A language application, upon receiving the English text data, translates the English text data into text data in the language associated with the language application (Step 50). The text data is then converted to speech data (Step 52) and transmitted to any terminals connected to the language application (Step 54). The English language application does not need to translate the text data prior to converting it to speech data.
If there are multiple language applications in the conference bridge then preferably each language application that is not associated with the designated language is arranged to convert speech data received from user terminals connecting to it to text data and then translate the text data into the designated language prior to transmitting it to the other language application for the conference, as described above. In this way each language application only has to be able to convert between two languages, thereby decreasing the complexity of the system.
Optionally, the conference bridge may be provided with processing means 38. The processing means 38 is arranged to receive text data from language applications and translate received text data in to text data in all the languages of the conference. The processing means then transmits the translated text data to the appropriate language application for conversion to speech data. The language application then transmits the speech data to any terminals connected to it. This negates the need for text data to be translated between languages by language applications.

══════════

**Requirements**
#1 List every line in the records that contains the string "brackets".
#2 Please extend the passage on the translating conference bridge, starting after its final sentence.
The records are unrelated to the passage about the translating conference bridge.

**Material for the task**
══════════

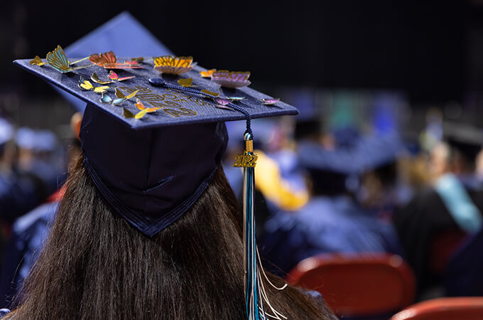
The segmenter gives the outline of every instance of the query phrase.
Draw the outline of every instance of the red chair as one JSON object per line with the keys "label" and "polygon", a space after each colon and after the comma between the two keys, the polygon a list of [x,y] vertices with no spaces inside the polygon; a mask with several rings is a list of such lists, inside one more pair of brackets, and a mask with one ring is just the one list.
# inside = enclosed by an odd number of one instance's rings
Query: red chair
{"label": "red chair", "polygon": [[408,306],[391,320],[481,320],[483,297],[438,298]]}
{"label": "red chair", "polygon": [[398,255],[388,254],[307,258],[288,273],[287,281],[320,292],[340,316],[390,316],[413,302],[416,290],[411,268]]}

══════════

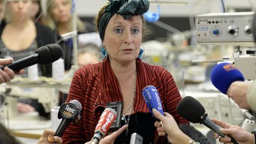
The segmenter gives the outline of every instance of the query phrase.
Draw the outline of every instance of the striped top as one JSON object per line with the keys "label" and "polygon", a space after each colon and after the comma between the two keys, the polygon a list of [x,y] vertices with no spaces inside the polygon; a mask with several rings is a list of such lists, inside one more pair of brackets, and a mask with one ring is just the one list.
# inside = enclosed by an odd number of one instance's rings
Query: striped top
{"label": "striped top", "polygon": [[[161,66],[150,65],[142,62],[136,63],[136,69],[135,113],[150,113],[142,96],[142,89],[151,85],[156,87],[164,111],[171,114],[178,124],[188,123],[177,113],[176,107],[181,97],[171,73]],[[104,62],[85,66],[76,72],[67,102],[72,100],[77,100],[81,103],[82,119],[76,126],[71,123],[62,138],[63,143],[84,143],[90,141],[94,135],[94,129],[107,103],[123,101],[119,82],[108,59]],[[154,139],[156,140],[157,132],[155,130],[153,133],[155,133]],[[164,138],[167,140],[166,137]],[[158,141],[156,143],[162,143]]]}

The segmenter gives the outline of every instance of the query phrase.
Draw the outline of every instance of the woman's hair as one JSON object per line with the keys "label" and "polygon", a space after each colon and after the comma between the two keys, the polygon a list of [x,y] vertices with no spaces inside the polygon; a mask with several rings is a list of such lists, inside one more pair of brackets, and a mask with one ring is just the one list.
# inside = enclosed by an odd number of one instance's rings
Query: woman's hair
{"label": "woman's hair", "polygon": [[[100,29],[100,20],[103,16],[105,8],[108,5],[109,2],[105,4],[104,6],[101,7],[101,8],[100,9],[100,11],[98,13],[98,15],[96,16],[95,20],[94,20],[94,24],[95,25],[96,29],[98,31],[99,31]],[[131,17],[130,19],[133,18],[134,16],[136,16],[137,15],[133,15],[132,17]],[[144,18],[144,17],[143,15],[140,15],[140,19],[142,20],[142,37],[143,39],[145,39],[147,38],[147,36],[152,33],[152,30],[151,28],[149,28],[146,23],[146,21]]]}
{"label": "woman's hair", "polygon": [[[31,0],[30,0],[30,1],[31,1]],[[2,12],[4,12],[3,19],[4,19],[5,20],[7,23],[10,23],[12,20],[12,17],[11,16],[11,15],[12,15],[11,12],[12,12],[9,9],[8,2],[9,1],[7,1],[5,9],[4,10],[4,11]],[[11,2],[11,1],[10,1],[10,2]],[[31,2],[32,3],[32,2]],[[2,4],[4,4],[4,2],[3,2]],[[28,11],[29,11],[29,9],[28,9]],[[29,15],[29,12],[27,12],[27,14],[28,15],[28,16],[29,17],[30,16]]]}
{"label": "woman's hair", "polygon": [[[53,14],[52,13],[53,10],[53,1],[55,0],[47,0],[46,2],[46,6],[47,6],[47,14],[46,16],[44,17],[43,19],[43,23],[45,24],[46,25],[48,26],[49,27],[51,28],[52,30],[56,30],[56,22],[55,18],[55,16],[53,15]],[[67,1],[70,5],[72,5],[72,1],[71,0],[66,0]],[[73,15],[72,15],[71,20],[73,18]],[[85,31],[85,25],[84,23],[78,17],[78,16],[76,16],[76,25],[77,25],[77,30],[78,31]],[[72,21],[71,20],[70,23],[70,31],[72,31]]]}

══════════

**Outputs by task**
#1
Draw the outline of every instance of the red chair as one JSON object per line with the keys "label" and "polygon", a space after each colon and after the comma between the two keys, the polygon a list of [x,y] vertices with no spaces inside the polygon; a mask with several rings is a list of such lists, inside one more pair of brackets, and a mask with one ring is just the one list.
Draw the outline of every instance of the striped top as one JSON object per line with the keys "label" and "polygon", a space after each colon and after the comma between the two keys, the polygon a list of [x,y] vertices with no spaces inside the polygon; a mask with several rings is a list of such lists, inside one more pair of brackets, and a mask with one ring is just the one list.
Draw the outline of every instance of the woman's hair as one JSON object per line with the keys "label" and "polygon", a space after each colon and after the comma between the two keys, the polygon a list of [x,y] vertices with no spaces inside the polygon; a mask with several rings is a list of such lists, inside one more pair of brackets, and a mask with one ring is just the one list.

#2
Preferably, text data that is transmitted within the conference bridge is provided with a tag identifying the original language of the text data. On receiving a message including text data and a tag the language application extracts the tag and analyses it. If the language identified in the tag (i.e. the original language of the data) is the same as the language associated with the language application then the received text data is preferably deleted and the original speech data, which has been stored in a memory, is transmitted to any terminals connected to the language application.
Alternatively, the processing means transmitting text data to language applications identifies that the language application associated with the original language of the speech data and does not transmit the data to that one of the language applications.
The tag may be an identifier for the original language of the application. Alternatively the tag may identify the terminal that transmitted the original speech data or the language application that transmitted the text data. From this information the original language of the data can be determined.
By tagging the data the present invention avoids obvious errors associated with translating a first language into another language and back again. Rather, only the original version of the speech data in the first language is transmitted to terminals of the first language.
The data may be provided with a further tag that enables the language applications to identify the terminal that transmitted the original speech data. The language application prior to transmitting speech data to connected terminals examines the tag and compares the information in it to the identity of terminals connected to the language application. If any of the terminals connected to the language application are identified in the tag then speech data is not transmitted to that terminal. This means that speech data is not transmitted to the terminal from which it was received. Hence, no user hears anything they have spoken into the terminal.
The tag preferably includes the identifier of the terminal from which the speech data was received.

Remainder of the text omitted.